Report every line of the records that includes the word "below".
================
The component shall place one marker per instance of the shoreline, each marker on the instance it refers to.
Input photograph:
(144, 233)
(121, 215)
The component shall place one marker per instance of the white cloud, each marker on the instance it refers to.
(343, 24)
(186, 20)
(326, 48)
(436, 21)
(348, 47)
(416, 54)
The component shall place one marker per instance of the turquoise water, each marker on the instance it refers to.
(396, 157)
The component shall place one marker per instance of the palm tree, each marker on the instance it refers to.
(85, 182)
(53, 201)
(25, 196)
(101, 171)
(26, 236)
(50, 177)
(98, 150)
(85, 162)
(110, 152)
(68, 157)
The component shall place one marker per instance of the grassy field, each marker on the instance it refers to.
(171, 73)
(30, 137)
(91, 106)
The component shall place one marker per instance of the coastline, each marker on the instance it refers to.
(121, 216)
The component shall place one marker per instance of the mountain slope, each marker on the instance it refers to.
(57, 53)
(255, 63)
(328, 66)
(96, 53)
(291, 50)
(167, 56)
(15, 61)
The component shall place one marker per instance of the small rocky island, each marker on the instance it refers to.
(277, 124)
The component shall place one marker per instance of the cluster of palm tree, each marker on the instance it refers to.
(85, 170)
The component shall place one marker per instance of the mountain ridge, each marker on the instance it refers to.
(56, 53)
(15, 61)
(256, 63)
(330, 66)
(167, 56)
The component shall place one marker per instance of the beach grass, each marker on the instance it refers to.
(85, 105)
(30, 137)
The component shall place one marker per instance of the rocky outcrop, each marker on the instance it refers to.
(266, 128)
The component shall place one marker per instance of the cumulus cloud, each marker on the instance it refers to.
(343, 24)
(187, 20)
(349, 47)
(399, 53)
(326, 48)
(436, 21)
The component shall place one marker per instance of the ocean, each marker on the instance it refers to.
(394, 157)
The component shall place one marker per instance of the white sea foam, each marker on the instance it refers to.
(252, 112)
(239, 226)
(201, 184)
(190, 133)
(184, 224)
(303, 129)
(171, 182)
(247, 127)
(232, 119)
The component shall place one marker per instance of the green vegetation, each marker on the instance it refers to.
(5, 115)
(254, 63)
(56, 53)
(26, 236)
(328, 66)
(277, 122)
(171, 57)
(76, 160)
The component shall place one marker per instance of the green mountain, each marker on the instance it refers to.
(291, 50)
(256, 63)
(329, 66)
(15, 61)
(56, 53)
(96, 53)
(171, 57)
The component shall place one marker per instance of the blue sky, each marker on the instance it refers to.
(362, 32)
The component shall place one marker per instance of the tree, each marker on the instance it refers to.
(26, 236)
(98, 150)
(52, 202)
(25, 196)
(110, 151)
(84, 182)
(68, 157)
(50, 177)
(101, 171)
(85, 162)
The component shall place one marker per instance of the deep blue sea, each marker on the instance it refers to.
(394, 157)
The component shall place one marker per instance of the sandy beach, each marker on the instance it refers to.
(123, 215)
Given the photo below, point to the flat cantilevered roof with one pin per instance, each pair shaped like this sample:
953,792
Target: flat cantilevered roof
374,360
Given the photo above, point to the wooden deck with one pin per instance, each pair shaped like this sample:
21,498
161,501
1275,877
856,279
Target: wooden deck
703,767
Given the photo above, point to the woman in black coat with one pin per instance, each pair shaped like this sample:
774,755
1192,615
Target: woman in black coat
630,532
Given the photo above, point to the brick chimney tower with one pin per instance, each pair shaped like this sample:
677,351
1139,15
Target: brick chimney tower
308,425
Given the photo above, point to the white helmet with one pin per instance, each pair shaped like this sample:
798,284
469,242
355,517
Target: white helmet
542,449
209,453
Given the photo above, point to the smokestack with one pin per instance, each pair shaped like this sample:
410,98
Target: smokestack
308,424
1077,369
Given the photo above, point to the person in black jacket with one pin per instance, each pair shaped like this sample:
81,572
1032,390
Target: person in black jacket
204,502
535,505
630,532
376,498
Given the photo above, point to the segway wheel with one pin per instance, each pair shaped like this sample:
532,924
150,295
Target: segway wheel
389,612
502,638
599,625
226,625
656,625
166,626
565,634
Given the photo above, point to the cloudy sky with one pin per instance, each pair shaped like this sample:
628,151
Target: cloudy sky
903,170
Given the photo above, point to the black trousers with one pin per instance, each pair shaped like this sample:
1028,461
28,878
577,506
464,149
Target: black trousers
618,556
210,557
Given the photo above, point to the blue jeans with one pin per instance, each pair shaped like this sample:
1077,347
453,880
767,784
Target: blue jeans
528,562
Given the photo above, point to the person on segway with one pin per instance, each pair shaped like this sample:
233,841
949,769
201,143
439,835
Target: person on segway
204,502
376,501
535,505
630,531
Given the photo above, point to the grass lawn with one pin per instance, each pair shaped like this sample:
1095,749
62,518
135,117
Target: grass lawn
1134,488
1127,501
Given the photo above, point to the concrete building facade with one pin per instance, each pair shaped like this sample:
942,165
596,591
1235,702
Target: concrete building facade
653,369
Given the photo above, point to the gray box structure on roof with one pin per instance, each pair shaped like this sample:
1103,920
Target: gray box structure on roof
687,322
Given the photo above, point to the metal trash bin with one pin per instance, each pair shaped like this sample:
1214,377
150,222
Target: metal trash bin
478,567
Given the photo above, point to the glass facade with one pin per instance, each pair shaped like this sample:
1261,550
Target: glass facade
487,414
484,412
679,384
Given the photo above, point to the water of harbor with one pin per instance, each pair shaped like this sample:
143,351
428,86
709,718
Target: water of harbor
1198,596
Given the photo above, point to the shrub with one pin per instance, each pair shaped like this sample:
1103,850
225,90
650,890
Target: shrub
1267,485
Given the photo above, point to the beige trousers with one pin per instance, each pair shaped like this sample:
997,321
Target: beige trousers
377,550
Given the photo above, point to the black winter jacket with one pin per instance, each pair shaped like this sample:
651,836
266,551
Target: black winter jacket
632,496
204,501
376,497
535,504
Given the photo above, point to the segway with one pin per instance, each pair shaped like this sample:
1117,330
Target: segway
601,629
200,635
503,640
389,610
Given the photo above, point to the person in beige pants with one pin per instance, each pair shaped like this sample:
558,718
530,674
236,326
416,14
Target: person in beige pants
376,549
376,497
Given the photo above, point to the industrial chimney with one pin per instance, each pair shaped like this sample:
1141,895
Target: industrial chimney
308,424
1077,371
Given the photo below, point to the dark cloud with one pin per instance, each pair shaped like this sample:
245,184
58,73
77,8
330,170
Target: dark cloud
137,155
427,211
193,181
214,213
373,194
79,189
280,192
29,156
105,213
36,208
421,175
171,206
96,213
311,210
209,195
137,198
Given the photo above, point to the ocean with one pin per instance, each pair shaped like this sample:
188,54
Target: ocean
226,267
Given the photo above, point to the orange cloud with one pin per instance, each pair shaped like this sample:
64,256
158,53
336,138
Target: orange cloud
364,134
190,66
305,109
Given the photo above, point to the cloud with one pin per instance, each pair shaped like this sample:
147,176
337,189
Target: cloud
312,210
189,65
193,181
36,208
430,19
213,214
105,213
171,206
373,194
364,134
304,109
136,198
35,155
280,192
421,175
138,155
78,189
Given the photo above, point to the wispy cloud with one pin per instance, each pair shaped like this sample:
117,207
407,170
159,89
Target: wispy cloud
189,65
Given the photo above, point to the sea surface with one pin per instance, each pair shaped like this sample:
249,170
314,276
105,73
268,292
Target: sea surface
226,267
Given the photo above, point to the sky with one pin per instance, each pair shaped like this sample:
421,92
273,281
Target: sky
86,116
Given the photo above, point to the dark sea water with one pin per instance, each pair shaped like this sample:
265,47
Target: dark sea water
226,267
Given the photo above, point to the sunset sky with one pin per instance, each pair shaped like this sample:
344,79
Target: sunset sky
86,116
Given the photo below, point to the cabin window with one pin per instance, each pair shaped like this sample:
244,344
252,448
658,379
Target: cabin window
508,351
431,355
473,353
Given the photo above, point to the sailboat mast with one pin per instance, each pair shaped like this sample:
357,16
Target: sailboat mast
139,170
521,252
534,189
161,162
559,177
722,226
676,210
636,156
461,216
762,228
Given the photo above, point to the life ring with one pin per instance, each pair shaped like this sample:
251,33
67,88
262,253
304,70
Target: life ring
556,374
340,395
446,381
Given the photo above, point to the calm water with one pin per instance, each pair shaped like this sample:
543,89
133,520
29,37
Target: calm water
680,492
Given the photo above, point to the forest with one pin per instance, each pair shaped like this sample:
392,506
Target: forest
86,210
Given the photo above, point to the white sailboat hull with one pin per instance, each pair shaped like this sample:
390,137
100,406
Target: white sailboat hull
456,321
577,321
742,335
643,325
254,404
================
## ANSWER SPACE
Given the photo below, point to the flat cantilevered roof with one pin per instance, each pair shaped like this sample:
Given the photo below, point to the dark cloud with one pin per instance, each pair shaped like this sample:
Given the photo below, point to the cabin window with one pin per instance, each pair shaped like this sample:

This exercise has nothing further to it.